#### YOUR TASK:
Return, word for word, the part of the passage on the "true laugh" game that runs from "There’s another game" to "effect of a game.".

#### SOURCE PASSAGE:
______________________________

It’s no laughing matter: another tween game in town

find your true laugh is a dangerous game

A snippet from a quick search on youtube for “true laugh”

There’s another game in town called “Find your true laugh,” but it is no laughing matter. One kid lies down and another kid either sits on the recumbent kid’s chest or pushes hard on the recumbent kid’s chest with his hands (think CPR chest compressions). As the recumbent kid starts to laugh, his laugh purportedly changes. In this case, in addition to compromising a kid’s airway, the force of another person pushing hard on the chest can lead to rib fractures and, as one of our patients discovered painfully, even a fractured sternum. Rib fractures are acceptable as a side effect of CPR but are not an acceptable side effect of a game.

Tweens in particular seem vulnerable to trying the “Hey, this looks fun, let’s try it, ” airway blocking games. Explain to your tween that anything that can possibly interfere with breathing can hurt him.

Dr. Kardos tells tween patients:

Your nose is for breathing air. NOT for breathing fumes from glue or markers in order to get high. Called “huffing,” this can lead to sudden fatal heart arrhythmias.

Your mouth is also for breathing. Tweens can all recite the dangers of smoking cigarettes, but they can find it amusing to breathe in crushed candy, which can irritate lungs, or to try to swallow a spoonful of cinnamon while taking the “cinnamon challenge.”The coughing and vomiting that result from this challenge are evidence of its potential danger.

______________________________

#### EXCERPTED RECORDS:
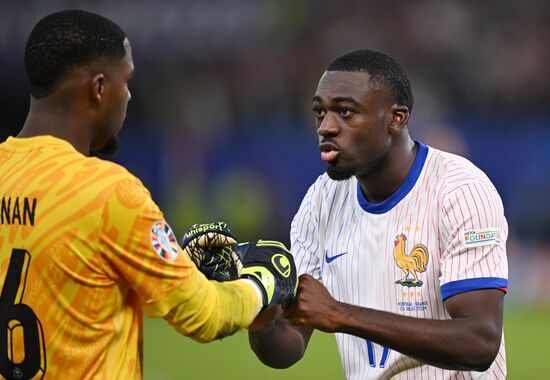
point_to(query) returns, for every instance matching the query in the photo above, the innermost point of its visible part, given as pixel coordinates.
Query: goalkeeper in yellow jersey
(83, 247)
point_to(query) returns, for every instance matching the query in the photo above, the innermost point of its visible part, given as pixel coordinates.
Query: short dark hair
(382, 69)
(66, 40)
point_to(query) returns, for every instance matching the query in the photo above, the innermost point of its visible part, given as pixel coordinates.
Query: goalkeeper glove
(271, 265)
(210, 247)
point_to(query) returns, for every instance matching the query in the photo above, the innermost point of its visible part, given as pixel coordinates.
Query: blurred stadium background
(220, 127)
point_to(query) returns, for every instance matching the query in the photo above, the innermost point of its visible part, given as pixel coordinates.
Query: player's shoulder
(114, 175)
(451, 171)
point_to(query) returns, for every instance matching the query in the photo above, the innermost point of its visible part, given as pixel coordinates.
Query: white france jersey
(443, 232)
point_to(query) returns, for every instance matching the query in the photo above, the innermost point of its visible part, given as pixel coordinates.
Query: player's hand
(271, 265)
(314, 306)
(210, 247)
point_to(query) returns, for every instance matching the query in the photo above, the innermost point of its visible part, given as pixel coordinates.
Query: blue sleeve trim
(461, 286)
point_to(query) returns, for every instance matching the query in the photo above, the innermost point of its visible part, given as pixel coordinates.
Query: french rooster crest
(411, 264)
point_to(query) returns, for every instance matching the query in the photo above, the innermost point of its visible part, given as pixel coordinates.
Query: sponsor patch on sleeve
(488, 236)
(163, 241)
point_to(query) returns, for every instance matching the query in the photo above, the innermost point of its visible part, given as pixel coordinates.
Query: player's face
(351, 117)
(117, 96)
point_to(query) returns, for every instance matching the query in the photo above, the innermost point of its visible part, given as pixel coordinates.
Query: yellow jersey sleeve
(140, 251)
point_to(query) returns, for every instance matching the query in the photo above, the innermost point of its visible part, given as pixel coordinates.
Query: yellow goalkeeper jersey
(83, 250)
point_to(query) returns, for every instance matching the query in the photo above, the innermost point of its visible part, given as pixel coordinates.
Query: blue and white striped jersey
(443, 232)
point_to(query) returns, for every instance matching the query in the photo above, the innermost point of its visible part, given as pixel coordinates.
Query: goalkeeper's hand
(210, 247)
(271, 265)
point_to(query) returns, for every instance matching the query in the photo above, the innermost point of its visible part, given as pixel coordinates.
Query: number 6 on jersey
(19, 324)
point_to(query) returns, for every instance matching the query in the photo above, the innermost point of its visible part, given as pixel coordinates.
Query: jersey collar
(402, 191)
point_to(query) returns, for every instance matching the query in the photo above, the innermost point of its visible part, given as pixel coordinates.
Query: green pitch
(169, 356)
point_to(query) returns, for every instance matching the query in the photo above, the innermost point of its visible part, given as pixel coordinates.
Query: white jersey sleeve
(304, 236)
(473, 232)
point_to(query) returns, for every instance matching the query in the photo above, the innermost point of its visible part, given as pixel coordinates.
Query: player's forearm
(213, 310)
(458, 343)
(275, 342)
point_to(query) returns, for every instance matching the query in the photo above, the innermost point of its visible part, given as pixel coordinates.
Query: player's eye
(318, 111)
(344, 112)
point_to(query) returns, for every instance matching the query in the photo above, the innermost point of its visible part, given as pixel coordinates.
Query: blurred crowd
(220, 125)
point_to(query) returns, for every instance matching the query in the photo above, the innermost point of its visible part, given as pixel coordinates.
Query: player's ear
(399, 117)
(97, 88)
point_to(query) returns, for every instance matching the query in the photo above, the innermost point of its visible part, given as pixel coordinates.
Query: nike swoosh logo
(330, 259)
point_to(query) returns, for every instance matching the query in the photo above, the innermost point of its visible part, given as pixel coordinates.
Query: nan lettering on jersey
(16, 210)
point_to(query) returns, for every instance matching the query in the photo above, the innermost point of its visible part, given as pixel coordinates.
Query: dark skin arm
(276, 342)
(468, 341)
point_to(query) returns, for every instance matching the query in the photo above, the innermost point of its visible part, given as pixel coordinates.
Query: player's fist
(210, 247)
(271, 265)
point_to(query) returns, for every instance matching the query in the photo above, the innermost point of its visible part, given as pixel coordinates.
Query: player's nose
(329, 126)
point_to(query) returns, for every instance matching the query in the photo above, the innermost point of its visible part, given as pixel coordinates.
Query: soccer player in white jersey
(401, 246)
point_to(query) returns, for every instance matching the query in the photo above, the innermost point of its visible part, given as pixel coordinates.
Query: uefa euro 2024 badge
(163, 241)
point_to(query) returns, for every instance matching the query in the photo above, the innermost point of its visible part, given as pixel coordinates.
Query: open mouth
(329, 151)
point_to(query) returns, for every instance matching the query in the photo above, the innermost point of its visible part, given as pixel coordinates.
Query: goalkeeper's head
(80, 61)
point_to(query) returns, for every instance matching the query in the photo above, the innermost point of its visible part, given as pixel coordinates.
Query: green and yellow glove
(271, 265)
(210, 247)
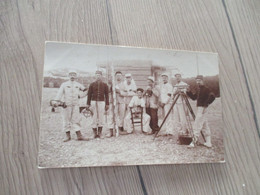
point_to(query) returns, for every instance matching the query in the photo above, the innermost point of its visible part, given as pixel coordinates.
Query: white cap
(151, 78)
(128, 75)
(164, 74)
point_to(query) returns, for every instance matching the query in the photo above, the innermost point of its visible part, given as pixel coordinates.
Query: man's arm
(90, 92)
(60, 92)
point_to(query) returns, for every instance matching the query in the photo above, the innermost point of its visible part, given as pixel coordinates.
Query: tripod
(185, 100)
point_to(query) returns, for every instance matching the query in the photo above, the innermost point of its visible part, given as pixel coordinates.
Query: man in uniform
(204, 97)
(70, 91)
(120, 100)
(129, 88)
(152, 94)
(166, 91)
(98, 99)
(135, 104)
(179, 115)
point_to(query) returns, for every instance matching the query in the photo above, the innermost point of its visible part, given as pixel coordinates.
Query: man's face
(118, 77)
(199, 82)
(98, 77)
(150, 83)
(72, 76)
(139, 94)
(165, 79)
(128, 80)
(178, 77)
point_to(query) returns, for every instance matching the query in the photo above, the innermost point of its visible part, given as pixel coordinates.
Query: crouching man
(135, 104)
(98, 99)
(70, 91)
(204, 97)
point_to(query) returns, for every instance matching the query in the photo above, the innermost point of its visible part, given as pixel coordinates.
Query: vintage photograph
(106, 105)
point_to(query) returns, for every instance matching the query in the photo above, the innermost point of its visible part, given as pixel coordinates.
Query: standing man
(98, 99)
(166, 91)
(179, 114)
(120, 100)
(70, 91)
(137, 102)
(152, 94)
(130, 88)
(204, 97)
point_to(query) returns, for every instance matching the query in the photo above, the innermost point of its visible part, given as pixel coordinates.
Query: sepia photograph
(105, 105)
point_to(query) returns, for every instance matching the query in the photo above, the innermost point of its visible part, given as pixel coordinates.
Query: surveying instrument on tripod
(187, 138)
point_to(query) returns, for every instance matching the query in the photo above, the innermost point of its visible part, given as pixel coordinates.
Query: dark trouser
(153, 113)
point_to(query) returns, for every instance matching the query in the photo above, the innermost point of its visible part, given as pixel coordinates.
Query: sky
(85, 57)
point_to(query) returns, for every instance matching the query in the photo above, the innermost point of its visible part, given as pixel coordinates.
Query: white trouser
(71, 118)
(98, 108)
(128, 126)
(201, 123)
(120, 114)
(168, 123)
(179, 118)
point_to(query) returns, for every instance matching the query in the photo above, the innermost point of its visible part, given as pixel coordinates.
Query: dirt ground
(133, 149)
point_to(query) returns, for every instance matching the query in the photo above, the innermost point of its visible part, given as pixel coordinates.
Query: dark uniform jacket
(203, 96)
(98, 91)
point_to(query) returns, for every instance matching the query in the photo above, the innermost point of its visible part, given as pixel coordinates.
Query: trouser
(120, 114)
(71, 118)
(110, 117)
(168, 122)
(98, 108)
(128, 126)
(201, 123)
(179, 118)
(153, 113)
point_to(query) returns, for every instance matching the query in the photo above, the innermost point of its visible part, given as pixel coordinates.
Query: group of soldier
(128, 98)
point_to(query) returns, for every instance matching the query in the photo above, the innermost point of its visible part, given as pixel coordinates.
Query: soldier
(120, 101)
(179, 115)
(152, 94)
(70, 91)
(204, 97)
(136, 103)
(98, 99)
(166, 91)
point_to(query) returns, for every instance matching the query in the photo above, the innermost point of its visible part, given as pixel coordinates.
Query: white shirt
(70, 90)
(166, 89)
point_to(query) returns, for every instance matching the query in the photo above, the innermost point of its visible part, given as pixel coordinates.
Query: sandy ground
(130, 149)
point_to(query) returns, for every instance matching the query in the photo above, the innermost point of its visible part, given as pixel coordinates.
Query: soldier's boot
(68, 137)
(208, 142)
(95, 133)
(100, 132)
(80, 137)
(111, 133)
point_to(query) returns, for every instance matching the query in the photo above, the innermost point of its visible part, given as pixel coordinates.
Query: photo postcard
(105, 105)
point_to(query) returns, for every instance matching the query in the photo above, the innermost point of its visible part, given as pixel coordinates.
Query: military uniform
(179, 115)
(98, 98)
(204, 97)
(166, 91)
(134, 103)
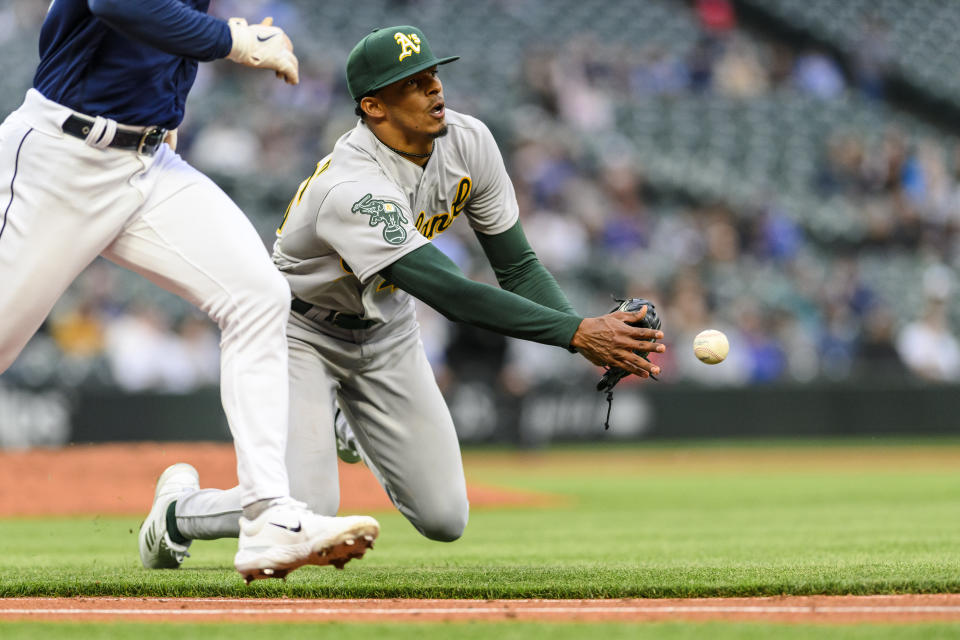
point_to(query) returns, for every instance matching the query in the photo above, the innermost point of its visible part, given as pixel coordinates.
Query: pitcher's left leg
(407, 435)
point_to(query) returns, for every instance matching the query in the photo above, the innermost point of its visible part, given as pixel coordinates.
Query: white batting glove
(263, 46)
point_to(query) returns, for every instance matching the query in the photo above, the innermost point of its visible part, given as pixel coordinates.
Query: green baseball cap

______________________________

#### RESPONSE TO THE TASK:
There’s another game in town called “Find your true laugh,” but it is no laughing matter. One kid lies down and another kid either sits on the recumbent kid’s chest or pushes hard on the recumbent kid’s chest with his hands (think CPR chest compressions). As the recumbent kid starts to laugh, his laugh purportedly changes. In this case, in addition to compromising a kid’s airway, the force of another person pushing hard on the chest can lead to rib fractures and, as one of our patients discovered painfully, even a fractured sternum. Rib fractures are acceptable as a side effect of CPR but are not an acceptable side effect of a game.